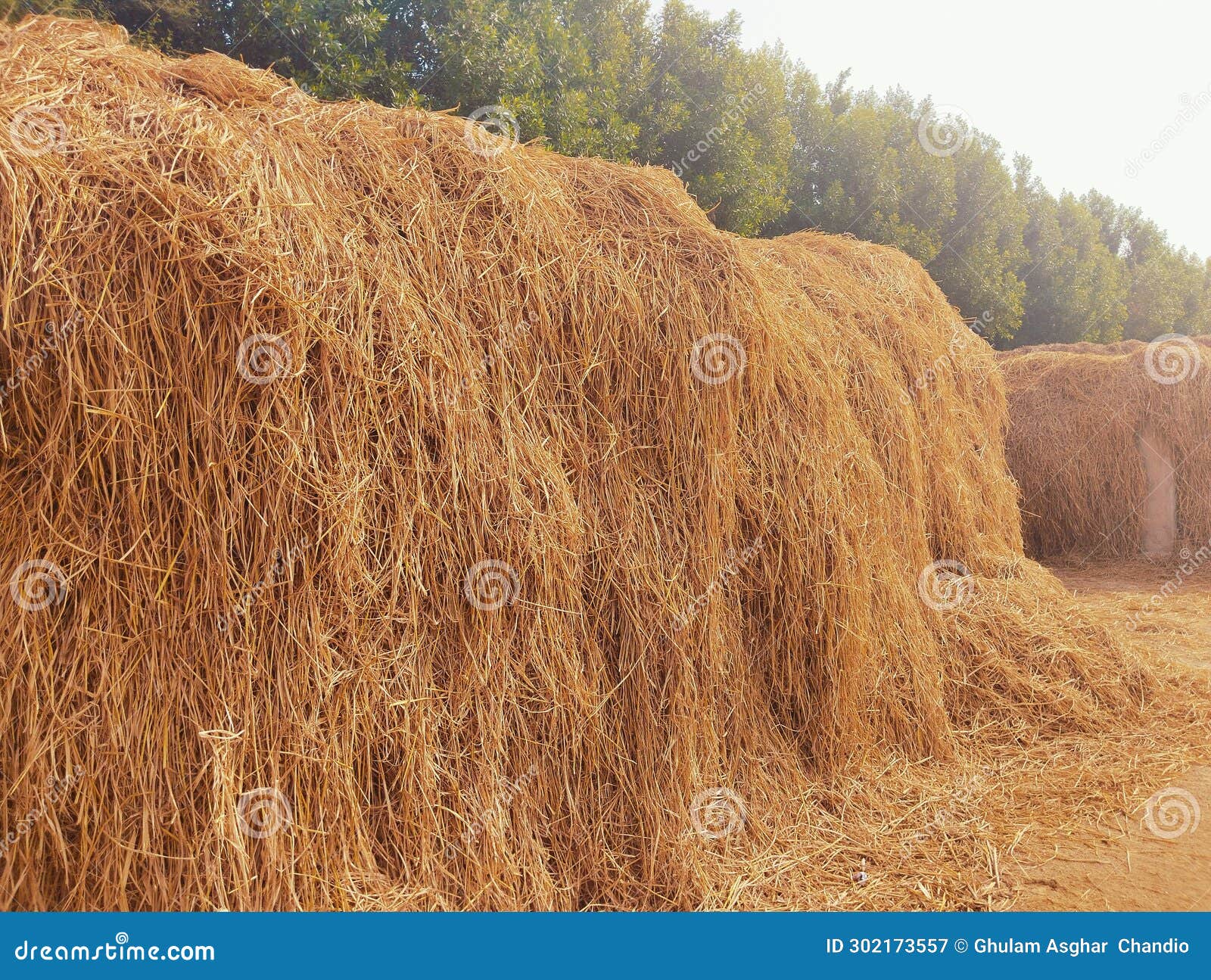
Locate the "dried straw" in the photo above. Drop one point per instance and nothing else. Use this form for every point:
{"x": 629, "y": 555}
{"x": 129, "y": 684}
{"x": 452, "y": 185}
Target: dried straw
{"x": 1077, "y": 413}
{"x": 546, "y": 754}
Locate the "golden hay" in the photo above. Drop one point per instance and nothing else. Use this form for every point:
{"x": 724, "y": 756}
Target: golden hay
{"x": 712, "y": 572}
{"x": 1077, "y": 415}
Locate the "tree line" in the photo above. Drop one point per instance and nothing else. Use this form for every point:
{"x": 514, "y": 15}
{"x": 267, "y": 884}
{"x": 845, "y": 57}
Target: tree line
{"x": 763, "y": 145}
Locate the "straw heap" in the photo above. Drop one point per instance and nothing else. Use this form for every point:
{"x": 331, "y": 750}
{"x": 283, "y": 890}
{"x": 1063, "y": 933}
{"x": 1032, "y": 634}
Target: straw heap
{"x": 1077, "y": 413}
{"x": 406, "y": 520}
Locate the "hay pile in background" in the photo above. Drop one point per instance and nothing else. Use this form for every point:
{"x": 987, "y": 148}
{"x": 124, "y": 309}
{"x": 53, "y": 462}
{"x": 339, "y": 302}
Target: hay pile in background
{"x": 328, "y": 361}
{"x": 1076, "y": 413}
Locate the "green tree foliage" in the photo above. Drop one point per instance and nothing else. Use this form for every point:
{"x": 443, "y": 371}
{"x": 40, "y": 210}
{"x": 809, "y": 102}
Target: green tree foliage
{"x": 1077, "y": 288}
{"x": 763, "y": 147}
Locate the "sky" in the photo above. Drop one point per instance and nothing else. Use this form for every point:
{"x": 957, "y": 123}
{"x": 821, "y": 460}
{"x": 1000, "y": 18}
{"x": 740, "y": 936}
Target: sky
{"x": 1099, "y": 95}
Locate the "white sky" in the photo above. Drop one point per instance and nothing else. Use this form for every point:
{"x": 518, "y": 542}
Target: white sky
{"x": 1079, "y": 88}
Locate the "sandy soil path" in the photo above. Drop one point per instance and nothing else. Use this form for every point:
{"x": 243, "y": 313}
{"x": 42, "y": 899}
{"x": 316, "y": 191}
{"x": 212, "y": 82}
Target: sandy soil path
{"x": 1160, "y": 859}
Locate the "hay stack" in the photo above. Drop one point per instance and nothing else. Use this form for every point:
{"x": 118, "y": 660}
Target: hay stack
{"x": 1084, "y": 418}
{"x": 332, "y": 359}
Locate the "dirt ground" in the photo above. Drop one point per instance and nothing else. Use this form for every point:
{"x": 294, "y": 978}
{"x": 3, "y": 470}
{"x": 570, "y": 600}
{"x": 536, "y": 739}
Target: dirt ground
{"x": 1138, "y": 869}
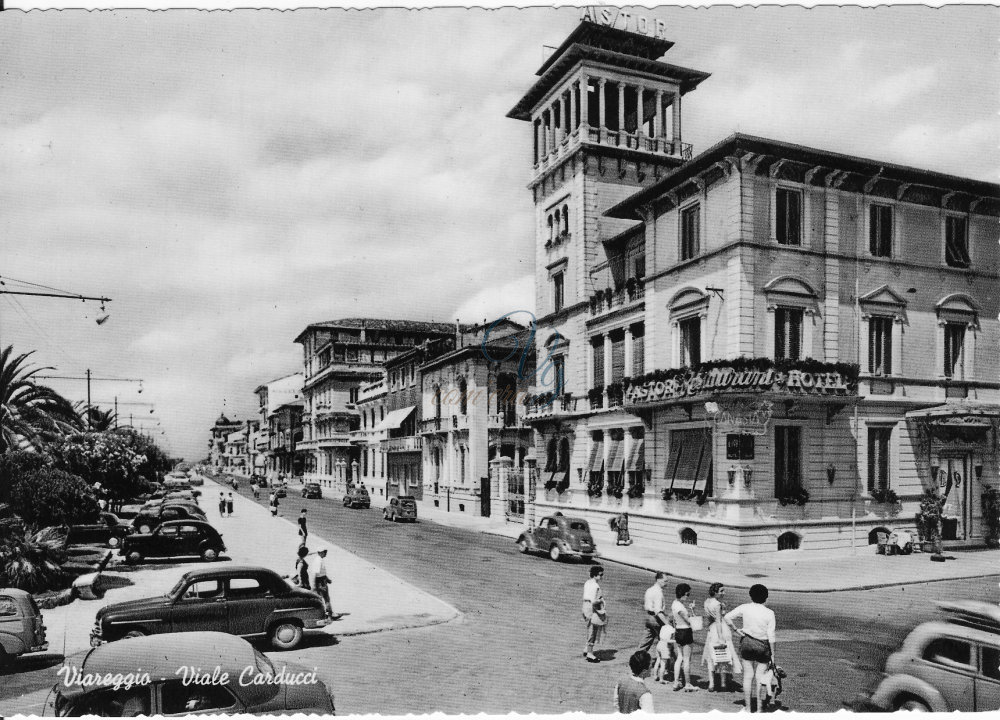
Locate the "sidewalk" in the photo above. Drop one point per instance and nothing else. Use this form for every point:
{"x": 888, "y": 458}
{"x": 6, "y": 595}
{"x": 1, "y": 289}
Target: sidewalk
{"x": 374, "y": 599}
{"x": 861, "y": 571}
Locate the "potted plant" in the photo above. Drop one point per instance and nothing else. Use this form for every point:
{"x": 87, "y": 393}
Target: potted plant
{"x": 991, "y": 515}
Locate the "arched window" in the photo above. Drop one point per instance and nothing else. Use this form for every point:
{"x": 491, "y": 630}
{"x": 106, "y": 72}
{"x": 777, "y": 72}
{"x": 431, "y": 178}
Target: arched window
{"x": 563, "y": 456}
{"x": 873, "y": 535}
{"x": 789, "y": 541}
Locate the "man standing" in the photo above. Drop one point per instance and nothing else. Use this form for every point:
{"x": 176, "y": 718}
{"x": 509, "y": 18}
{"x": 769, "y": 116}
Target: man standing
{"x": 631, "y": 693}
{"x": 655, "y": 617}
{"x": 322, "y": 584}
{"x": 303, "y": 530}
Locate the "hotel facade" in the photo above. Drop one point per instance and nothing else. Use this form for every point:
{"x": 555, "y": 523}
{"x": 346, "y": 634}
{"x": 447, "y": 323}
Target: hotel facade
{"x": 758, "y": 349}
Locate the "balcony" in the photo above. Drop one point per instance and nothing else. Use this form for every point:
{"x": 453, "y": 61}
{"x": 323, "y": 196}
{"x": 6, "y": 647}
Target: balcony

= = =

(PROMPT): Pictures are not part of the copy. Return every record exactly.

(EXERCISE SOLUTION):
Locate the "dried straw" in the photo above. Drop one point per instance and nothing else. Use this form for every point:
{"x": 629, "y": 555}
{"x": 129, "y": 684}
{"x": 452, "y": 185}
Target: dried straw
{"x": 1077, "y": 413}
{"x": 546, "y": 754}
Locate the "golden hay" in the photo above. Drop one point per instance and nothing else. Use this form for every point:
{"x": 724, "y": 756}
Target: golden hay
{"x": 712, "y": 572}
{"x": 1077, "y": 415}
Locate the "tree line" in the photo above. Drop one point per instance and nothing else. Use this form for every point:
{"x": 514, "y": 15}
{"x": 267, "y": 884}
{"x": 845, "y": 57}
Target: tree line
{"x": 763, "y": 145}
Locate the "straw heap" in the photo above. Drop one point per instance and nothing else. Use this form for every point:
{"x": 331, "y": 750}
{"x": 283, "y": 890}
{"x": 1063, "y": 933}
{"x": 1032, "y": 634}
Target: straw heap
{"x": 1077, "y": 413}
{"x": 406, "y": 520}
Locate the "hay pile in background" in the photo above. Drop one point per instance and nothing else. Use this form for every point:
{"x": 987, "y": 148}
{"x": 124, "y": 309}
{"x": 53, "y": 462}
{"x": 339, "y": 302}
Target: hay pile in background
{"x": 328, "y": 361}
{"x": 1076, "y": 413}
Locate the "green tree foliage" in the photo above. Drop one point per instance and nothing else. Use this form for every point:
{"x": 443, "y": 371}
{"x": 40, "y": 210}
{"x": 809, "y": 102}
Target: green tree foliage
{"x": 1077, "y": 288}
{"x": 763, "y": 147}
Locate the "sky" in the photo above. Drop one point per instance and nothing else. Use this form for every point:
{"x": 957, "y": 123}
{"x": 821, "y": 460}
{"x": 1000, "y": 18}
{"x": 740, "y": 936}
Target: sky
{"x": 1099, "y": 95}
Locate the "white sky" in the photo above. Drop one point per instance and nothing else. Use this form for every point:
{"x": 518, "y": 542}
Target: white sky
{"x": 1079, "y": 88}
Locate the "sandy soil path" in the photo above. Drop one point per instance and nothing else. Use this form for every point:
{"x": 243, "y": 313}
{"x": 42, "y": 899}
{"x": 316, "y": 191}
{"x": 212, "y": 82}
Target: sandy soil path
{"x": 1160, "y": 859}
Locate the "hay stack" in the photo above. Drop one point per instance and nothing else. Use this form for every point:
{"x": 118, "y": 660}
Target: hay stack
{"x": 1084, "y": 418}
{"x": 332, "y": 359}
Locate the "dirt ground" in the photo above. Drop one point per instance and nothing else. Use this form for every point:
{"x": 294, "y": 978}
{"x": 3, "y": 470}
{"x": 570, "y": 600}
{"x": 536, "y": 739}
Target: dirt ground
{"x": 1138, "y": 869}
Locate the "sidewalk" in the photo above. Drop one point per instance and nothing else. Use this form for every point:
{"x": 888, "y": 458}
{"x": 6, "y": 595}
{"x": 1, "y": 289}
Target: sidewalk
{"x": 374, "y": 599}
{"x": 861, "y": 571}
Locate the "potted plant" in the photo above. Drop one point per instance and nothing else. Use this form for every point:
{"x": 87, "y": 393}
Target: potted plant
{"x": 991, "y": 515}
Locate the "arched window" in the photo above. Drop one point per instance and nothing else. Use this form for every point:
{"x": 491, "y": 630}
{"x": 106, "y": 72}
{"x": 777, "y": 72}
{"x": 431, "y": 178}
Target: arched window
{"x": 563, "y": 456}
{"x": 873, "y": 535}
{"x": 789, "y": 541}
Locate the "man standing" in the photo above. Drop one point per instance and nothing else. Use this form for every point:
{"x": 176, "y": 718}
{"x": 509, "y": 18}
{"x": 769, "y": 116}
Target: man standing
{"x": 631, "y": 693}
{"x": 655, "y": 617}
{"x": 322, "y": 584}
{"x": 303, "y": 530}
Locate the "hotel facade" in the photo above. Drop one point per instance and nothing else. Use this form for every point:
{"x": 555, "y": 523}
{"x": 346, "y": 634}
{"x": 447, "y": 323}
Target: hotel facade
{"x": 758, "y": 349}
Locate the "balcony" in the photo above. Drop one point per instance and nothing else. Use this form for every point:
{"x": 453, "y": 61}
{"x": 323, "y": 196}
{"x": 6, "y": 647}
Target: balcony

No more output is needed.